**WRITTEN EXERCISE 1:**
Return the part of the forum thread between "Oh, my mistake." and "has been advanced.", inclusive, copied word for word.

**DOCUMENT SECTION:**
'''
Why would it be a joke?


----------



## jtour (Oct 26, 2017)

WintersFlame said:


> Why would it be a joke?


Oh, my mistake. 

I thought it was a joke, because of the question.

Also, since no reason has been given for asking this question, and no hypothesis has been advanced.

Therefore, my answer remains unquestionable.


----------



## WintersFlame (Nov 18, 2016)

jtour said:


> WintersFlame said:
> 
> 
> > Why would it be a joke?
> ...


That’s funny because I thought your answer was a joke because it didn’t answer the question


----------



## WintersFlame (Nov 18, 2016)

jtour said:


> WintersFlame said:
> 
> 
> > Why would it be a joke?
> ...


You just edited, but why even respond if you don’t want to answer the question?

I get the feeling you’re just trying to start something


----------



## jtour (Oct 26, 2017)
'''
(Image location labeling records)
'''
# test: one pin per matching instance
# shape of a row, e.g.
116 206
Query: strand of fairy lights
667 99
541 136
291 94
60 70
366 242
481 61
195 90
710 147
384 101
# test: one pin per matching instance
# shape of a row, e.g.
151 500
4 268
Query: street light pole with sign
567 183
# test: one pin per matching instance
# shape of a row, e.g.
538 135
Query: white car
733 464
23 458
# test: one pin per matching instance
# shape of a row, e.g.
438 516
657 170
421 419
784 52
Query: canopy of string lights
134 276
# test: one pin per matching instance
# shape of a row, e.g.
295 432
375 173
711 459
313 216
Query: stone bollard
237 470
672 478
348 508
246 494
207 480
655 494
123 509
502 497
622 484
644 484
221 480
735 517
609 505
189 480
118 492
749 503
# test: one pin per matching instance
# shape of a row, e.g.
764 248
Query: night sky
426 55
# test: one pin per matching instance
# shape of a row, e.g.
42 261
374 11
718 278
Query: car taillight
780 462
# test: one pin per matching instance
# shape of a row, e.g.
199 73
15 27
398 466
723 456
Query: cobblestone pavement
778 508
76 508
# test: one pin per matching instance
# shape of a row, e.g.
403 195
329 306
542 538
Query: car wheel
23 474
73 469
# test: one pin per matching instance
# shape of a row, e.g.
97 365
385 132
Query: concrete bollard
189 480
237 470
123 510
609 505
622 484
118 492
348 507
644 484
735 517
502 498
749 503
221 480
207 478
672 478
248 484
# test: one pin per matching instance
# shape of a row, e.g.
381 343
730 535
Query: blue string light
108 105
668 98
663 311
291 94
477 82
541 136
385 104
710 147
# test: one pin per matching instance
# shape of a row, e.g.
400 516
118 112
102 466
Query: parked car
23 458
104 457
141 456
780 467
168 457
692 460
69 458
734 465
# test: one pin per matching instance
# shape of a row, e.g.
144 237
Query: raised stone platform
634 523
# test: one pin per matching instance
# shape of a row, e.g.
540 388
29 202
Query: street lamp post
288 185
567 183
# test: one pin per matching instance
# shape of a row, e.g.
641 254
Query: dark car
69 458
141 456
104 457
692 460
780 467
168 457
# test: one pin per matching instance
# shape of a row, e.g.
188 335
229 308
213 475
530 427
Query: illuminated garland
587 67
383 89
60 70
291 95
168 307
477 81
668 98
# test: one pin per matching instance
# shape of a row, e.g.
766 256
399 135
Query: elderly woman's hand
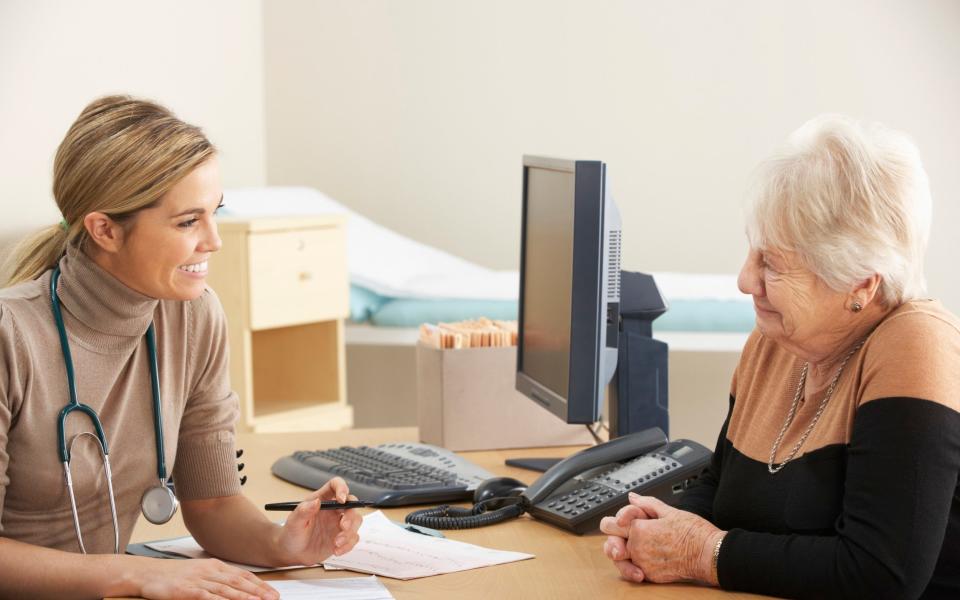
'''
**WRITTEN EXERCISE 2:**
Select every line of the records that contains the word "lights" and copy those lines. Match case exactly.

**CORRECT RESPONSE 1:**
Oh, my mistake. 

I thought it was a joke, because of the question.

Also, since no reason has been given for asking this question, and no hypothesis has been advanced.

**CORRECT RESPONSE 2:**
Query: strand of fairy lights
Query: canopy of string lights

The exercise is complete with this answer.